__Goal of the exercise__. Beneath this line are the data; copy exactly the part of them that opens with the line containing "Can you find the basket handle?" and closes with the line containing "Can you find the egg in", and only that part.

========================

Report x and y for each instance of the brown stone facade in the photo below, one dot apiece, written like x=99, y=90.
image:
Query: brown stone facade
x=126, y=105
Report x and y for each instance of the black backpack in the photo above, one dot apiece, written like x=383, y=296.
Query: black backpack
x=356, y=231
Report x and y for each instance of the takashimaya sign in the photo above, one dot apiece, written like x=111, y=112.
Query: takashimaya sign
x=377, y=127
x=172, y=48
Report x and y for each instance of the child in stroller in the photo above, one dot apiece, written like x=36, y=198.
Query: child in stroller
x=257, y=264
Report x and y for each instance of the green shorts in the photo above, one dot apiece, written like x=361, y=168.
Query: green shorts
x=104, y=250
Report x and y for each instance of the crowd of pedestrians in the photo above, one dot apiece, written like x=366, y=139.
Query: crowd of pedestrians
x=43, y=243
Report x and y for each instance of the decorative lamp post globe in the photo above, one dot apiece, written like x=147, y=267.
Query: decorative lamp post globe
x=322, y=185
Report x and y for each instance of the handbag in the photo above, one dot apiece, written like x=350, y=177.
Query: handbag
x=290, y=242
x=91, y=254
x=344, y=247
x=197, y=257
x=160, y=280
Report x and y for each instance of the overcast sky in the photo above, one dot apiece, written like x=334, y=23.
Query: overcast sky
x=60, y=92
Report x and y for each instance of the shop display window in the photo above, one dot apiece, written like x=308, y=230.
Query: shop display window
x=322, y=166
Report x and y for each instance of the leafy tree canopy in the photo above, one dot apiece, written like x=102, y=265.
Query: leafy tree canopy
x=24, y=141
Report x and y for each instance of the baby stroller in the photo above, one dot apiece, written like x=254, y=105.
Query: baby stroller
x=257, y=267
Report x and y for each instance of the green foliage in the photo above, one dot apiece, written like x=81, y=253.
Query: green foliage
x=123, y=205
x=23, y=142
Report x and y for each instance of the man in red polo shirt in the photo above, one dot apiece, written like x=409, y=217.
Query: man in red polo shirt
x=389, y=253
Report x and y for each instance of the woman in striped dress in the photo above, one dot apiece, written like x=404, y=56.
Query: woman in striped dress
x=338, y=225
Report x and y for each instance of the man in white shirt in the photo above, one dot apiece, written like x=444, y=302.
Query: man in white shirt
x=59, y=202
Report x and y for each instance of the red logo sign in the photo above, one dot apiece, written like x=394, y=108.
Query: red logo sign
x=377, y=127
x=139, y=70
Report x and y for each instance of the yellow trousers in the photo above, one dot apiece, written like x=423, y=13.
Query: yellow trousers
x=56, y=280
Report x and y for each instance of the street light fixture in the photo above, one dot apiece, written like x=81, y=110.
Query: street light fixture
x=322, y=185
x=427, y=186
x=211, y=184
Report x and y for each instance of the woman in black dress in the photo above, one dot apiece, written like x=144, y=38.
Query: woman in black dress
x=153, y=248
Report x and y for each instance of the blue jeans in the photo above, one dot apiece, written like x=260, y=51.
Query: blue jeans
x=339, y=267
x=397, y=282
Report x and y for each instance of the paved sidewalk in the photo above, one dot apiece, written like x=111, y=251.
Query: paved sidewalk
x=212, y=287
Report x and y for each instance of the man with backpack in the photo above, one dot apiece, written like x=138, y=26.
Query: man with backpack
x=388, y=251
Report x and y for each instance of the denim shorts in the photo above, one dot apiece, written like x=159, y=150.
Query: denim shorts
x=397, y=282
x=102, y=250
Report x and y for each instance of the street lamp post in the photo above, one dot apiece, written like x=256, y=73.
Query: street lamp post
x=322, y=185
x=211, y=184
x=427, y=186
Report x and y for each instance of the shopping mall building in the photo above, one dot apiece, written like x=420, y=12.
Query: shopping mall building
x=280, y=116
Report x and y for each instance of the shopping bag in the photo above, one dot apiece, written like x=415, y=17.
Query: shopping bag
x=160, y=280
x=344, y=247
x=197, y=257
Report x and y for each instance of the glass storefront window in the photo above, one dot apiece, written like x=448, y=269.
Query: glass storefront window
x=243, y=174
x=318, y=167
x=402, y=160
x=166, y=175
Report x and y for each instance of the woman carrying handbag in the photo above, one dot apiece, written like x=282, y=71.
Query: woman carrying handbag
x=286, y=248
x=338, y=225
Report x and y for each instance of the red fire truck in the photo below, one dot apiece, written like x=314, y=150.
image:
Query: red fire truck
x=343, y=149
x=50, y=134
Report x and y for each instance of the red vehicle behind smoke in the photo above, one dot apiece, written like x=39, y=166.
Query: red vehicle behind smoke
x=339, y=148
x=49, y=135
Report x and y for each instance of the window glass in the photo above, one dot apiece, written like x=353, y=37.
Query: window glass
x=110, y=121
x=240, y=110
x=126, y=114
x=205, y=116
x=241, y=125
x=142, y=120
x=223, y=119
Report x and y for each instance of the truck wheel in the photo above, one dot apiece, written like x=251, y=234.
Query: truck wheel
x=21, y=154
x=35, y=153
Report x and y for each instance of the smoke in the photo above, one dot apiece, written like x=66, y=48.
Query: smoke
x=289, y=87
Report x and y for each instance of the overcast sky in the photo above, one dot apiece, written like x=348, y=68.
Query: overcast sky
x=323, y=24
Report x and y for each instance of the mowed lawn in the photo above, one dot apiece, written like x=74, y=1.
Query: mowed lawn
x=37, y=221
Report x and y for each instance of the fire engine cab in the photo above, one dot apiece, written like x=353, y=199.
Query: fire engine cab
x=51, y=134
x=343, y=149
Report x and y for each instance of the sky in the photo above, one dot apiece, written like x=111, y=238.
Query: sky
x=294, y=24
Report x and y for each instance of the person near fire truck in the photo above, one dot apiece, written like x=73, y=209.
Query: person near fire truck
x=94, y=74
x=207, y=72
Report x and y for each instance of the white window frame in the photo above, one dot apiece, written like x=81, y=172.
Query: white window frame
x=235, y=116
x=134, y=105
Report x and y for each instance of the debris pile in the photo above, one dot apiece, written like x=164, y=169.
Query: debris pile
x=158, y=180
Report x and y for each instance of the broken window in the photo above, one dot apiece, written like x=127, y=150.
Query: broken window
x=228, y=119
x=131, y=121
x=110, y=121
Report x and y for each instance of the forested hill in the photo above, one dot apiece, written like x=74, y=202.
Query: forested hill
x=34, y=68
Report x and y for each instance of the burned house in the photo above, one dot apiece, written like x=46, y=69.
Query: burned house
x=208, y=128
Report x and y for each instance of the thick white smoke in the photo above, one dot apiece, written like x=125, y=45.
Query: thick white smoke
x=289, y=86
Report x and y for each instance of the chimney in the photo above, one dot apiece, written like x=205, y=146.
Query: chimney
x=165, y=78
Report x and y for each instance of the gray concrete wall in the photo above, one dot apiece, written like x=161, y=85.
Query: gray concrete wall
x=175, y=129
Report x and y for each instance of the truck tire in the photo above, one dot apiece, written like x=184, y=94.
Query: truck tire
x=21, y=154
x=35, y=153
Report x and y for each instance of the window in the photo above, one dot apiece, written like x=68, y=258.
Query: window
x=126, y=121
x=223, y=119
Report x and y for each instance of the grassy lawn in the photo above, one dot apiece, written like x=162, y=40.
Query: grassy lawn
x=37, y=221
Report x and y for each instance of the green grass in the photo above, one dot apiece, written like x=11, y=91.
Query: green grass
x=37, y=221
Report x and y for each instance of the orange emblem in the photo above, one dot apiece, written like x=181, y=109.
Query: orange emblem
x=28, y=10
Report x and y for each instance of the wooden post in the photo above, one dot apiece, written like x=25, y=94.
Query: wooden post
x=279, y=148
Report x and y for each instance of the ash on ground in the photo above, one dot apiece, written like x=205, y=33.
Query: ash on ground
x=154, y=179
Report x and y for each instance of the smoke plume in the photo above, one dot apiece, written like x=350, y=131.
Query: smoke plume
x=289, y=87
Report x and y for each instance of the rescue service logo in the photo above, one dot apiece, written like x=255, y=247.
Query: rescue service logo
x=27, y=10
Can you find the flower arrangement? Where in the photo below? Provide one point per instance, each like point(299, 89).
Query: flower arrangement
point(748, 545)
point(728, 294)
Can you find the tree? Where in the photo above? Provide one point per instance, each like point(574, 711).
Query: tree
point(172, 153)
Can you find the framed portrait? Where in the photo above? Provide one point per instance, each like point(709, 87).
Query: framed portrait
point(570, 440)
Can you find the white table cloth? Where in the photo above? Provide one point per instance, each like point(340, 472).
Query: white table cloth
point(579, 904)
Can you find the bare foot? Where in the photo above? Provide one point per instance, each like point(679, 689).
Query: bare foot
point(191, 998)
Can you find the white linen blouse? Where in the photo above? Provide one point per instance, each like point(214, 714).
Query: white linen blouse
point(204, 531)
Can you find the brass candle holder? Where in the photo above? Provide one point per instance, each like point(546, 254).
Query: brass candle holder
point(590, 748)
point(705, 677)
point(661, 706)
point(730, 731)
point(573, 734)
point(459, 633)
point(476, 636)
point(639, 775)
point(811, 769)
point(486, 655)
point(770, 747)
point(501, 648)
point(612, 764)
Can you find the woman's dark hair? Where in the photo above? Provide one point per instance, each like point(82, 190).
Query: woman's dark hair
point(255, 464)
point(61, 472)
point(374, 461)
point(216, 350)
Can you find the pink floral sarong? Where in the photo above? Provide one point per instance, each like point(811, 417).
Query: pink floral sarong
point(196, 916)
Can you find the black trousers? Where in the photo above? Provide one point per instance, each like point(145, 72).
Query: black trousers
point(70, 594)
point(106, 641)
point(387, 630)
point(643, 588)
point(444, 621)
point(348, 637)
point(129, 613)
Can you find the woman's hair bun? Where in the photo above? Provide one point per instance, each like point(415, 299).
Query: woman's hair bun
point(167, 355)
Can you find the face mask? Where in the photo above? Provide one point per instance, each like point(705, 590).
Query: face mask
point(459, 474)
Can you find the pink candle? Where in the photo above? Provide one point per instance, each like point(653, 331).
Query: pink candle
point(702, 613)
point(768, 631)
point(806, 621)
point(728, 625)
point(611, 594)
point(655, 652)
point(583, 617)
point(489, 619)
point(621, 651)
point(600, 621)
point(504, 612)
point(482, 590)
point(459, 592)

========================

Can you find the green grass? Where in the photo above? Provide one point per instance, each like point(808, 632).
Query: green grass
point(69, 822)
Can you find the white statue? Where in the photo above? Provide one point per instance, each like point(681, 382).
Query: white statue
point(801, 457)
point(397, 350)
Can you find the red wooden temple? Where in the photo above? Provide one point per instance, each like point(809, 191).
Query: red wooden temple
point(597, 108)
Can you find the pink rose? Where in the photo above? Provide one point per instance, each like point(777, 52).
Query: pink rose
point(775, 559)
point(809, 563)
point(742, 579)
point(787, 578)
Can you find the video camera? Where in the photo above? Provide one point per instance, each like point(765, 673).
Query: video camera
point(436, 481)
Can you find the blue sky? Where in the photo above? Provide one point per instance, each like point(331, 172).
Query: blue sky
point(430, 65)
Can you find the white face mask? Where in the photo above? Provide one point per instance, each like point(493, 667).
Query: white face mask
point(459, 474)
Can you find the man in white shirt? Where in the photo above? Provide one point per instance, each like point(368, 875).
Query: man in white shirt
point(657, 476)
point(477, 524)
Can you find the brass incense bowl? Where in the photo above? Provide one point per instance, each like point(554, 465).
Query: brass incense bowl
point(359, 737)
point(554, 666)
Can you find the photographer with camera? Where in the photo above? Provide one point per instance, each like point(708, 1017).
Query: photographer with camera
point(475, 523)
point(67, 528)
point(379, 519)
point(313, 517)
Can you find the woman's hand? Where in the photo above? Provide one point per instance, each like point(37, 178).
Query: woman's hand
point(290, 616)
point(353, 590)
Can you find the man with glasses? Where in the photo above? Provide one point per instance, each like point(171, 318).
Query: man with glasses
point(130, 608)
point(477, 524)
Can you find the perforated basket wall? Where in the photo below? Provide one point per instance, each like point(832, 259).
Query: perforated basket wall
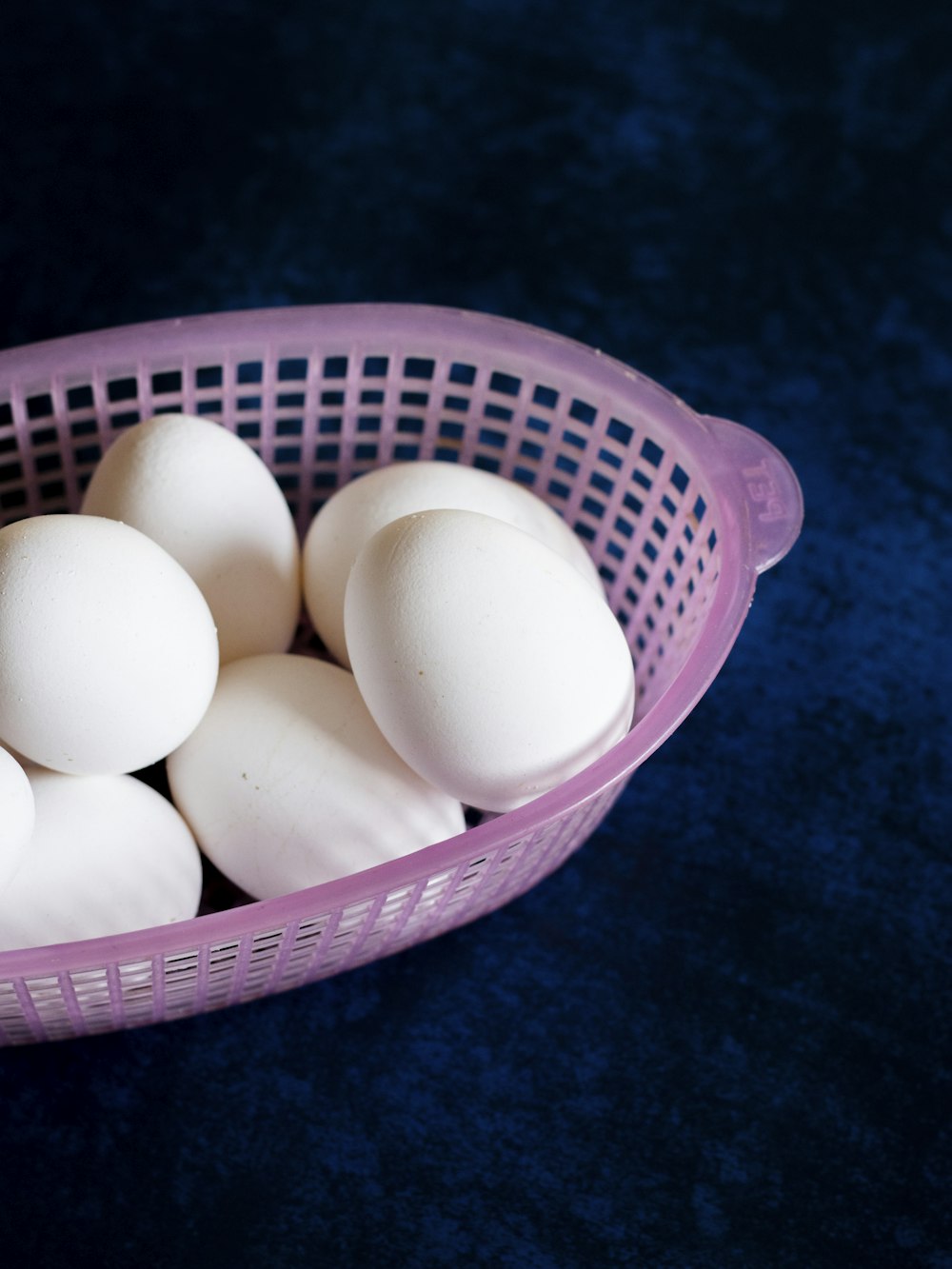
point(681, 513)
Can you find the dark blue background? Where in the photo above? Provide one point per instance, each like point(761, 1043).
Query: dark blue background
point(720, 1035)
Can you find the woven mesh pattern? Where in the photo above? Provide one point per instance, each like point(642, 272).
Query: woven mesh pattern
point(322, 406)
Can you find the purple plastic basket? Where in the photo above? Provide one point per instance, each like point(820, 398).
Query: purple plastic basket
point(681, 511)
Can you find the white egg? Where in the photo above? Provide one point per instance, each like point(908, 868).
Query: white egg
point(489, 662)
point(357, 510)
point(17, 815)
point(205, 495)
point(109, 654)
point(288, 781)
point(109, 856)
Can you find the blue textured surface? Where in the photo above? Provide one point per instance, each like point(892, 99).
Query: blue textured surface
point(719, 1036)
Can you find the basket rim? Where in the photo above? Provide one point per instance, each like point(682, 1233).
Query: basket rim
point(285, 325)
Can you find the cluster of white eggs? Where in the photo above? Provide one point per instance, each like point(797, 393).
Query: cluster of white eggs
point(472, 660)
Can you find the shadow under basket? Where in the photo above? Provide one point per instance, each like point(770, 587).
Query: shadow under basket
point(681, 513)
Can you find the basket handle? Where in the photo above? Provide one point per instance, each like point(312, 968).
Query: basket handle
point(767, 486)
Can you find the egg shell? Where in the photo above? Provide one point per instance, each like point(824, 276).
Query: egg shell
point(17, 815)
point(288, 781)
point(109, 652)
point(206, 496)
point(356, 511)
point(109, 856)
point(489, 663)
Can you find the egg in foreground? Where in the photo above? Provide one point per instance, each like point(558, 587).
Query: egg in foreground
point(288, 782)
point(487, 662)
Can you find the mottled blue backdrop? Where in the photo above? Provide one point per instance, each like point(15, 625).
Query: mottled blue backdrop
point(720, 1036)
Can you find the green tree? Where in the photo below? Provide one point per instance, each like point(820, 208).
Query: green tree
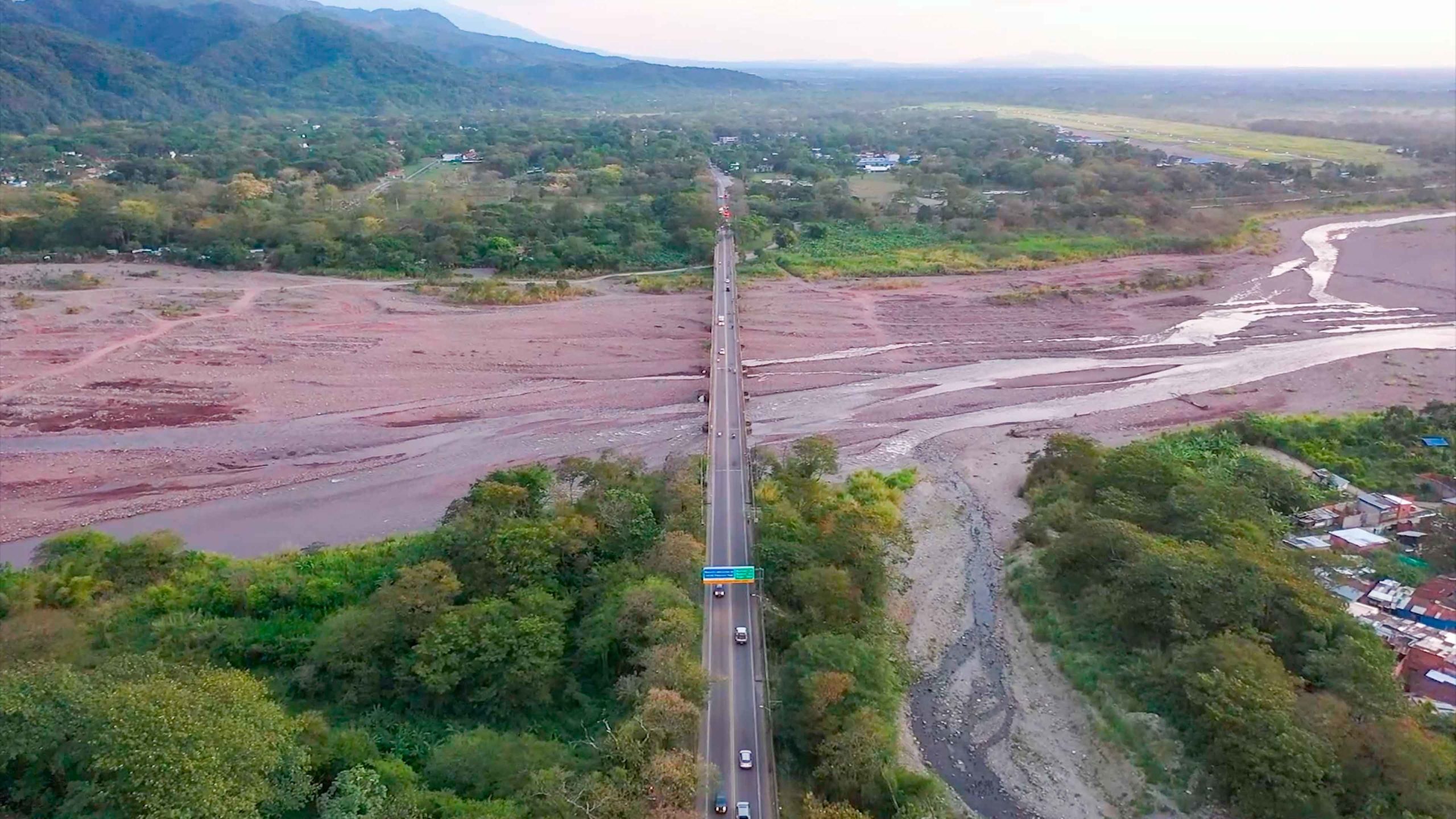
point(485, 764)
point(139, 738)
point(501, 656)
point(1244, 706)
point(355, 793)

========================

__Reply__.
Can you find the basket handle? Where in the photo above? Provide one point per instance, each like point(312, 968).
Query: basket handle
point(767, 486)
Can you find the egg shell? Where in the photo above? Provide one point per instance, each like point(824, 276).
Query: egg shell
point(17, 815)
point(288, 781)
point(109, 652)
point(206, 496)
point(356, 511)
point(109, 856)
point(489, 663)
Can you find the egg in foreground? Where in the photo above? Provide one point per instance, each like point(558, 587).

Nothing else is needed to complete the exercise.